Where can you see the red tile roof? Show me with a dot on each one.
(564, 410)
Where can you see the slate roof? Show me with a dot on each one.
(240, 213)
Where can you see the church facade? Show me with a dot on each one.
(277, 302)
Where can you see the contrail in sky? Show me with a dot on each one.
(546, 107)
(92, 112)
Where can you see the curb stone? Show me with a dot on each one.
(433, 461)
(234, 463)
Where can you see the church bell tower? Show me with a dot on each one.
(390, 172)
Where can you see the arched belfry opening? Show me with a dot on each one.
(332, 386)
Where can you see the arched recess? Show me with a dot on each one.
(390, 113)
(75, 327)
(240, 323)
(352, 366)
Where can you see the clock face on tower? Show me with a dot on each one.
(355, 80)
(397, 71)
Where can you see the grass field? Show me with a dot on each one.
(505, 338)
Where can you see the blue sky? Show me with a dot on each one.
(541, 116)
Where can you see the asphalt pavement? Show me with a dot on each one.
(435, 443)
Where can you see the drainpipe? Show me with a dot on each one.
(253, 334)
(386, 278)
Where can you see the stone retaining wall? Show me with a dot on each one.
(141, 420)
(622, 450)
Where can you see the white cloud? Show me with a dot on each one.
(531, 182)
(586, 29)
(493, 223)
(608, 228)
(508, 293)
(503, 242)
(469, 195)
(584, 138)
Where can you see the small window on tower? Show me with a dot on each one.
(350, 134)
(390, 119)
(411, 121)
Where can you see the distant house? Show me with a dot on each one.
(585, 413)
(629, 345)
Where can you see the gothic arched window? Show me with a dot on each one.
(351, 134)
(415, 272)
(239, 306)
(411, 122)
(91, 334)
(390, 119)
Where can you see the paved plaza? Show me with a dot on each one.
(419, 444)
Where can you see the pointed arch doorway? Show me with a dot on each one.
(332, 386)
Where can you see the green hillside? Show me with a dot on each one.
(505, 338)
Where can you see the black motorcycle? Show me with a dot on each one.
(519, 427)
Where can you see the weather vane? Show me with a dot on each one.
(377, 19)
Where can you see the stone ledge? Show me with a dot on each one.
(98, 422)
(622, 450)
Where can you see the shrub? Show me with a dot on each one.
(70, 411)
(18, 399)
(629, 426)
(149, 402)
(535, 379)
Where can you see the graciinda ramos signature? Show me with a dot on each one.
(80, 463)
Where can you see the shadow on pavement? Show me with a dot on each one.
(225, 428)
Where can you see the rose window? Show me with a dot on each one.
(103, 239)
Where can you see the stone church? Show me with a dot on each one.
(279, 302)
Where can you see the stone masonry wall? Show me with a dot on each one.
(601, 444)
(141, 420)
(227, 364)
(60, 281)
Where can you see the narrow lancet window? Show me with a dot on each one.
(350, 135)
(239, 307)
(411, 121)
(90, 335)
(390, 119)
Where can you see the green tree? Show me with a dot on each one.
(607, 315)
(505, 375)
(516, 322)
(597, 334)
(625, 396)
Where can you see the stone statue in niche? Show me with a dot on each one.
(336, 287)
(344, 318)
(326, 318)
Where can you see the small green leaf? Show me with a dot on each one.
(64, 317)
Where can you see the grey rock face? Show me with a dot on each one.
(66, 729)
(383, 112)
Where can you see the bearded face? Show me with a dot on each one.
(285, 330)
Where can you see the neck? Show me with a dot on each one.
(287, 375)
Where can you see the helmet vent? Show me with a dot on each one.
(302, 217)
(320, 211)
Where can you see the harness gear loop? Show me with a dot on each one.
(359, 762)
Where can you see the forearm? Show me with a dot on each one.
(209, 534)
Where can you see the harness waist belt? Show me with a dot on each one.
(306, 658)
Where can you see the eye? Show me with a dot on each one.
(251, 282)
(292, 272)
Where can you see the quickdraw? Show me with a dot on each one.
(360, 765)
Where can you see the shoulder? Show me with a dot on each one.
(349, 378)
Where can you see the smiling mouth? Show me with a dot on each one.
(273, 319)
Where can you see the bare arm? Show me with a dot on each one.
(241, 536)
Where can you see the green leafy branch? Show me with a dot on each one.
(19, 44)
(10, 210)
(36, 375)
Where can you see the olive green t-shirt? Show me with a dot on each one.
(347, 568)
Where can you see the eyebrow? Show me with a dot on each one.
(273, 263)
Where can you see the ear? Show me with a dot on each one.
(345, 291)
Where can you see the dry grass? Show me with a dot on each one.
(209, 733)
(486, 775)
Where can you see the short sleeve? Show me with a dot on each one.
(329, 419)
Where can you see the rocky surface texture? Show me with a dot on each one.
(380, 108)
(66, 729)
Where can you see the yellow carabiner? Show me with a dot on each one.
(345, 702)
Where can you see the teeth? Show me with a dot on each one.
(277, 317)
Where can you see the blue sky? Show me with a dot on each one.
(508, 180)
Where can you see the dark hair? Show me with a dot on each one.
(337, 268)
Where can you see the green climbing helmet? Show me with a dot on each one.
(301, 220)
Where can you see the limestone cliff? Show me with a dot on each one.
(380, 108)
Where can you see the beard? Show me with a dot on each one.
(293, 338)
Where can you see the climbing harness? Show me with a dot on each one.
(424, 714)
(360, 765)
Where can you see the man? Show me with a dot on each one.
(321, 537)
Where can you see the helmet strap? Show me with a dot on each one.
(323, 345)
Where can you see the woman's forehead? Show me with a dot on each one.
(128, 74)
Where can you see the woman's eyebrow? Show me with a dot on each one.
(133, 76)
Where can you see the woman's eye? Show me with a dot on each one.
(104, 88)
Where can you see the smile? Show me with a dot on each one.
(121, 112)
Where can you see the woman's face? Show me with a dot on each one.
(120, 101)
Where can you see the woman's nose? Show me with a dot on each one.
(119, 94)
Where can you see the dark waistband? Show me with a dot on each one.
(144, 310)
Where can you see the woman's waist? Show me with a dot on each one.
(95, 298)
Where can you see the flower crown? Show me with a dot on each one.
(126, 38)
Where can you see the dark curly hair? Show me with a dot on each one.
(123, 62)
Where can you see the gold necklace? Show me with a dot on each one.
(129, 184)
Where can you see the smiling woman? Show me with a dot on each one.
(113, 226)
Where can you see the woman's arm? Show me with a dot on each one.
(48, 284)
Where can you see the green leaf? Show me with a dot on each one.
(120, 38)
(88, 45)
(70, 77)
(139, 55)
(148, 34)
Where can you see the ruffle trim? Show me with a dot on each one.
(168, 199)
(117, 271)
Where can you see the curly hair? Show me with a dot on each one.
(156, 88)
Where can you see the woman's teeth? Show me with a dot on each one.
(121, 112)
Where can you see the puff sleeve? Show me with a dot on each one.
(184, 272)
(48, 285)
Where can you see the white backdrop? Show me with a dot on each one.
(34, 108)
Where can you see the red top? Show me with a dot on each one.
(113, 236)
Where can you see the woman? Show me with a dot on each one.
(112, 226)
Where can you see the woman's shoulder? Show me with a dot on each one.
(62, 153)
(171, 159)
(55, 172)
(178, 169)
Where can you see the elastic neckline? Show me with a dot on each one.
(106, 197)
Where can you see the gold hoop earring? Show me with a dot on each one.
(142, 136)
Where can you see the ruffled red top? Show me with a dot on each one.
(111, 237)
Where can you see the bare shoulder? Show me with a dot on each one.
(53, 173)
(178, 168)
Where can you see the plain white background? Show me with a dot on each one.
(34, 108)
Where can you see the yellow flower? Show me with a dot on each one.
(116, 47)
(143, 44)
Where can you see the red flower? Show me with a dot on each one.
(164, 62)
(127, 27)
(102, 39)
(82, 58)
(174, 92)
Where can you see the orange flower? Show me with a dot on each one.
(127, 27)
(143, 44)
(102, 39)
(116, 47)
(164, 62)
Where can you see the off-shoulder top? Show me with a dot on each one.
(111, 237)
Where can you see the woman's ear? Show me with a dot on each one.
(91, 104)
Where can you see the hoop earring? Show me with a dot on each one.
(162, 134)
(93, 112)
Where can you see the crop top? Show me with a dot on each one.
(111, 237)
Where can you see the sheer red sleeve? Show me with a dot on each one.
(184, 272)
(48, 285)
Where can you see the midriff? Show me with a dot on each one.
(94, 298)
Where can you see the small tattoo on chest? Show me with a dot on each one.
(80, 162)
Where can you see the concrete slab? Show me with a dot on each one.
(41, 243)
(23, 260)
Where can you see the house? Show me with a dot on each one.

--*--

What is required: Print exactly the lines above, starting at the line that contains "Where can you see the elastic" and ending with the last line of the records, both included.

Final result:
Where can you see the elastic neckline? Show me with a dot on each one.
(106, 197)
Where can you see the gold hoop earring? Show me with a dot on each one.
(142, 136)
Where can you see the ruffled red top? Show me with a dot on each one.
(111, 237)
Where can you see the bare shoulder? Show me with a dot on each one.
(53, 173)
(178, 168)
Where can you see the plain white background? Show me with a dot on each one.
(34, 108)
Where can you see the yellow flower? Show me with a dot on each one.
(116, 47)
(143, 44)
Where can you see the red flower? Show me with a dot on each one.
(164, 62)
(127, 27)
(102, 39)
(82, 58)
(174, 92)
Where can you see the orange flower? Show me with a dot on each one.
(127, 27)
(143, 44)
(102, 39)
(116, 47)
(164, 62)
Where can you see the off-shoulder top? Show me with a dot on each one.
(111, 237)
Where can you see the woman's ear? Show me with a dot on each one.
(91, 104)
Where can you see the hoop earring? Show me with a dot on each one.
(162, 134)
(93, 112)
Where can you see the crop top? Show me with a dot on each one.
(111, 237)
Where can you see the sheer red sleeve? Show me with a dot on each one.
(184, 272)
(48, 285)
Where can you see the midriff? Show me with a dot on each one.
(94, 298)
Where can you see the small tattoo on chest? Show me with a dot on each one.
(80, 162)
Where can you see the concrete slab? Show me with a dot on each one.
(41, 243)
(23, 260)
Where can you see the house? Show me with a dot on each one.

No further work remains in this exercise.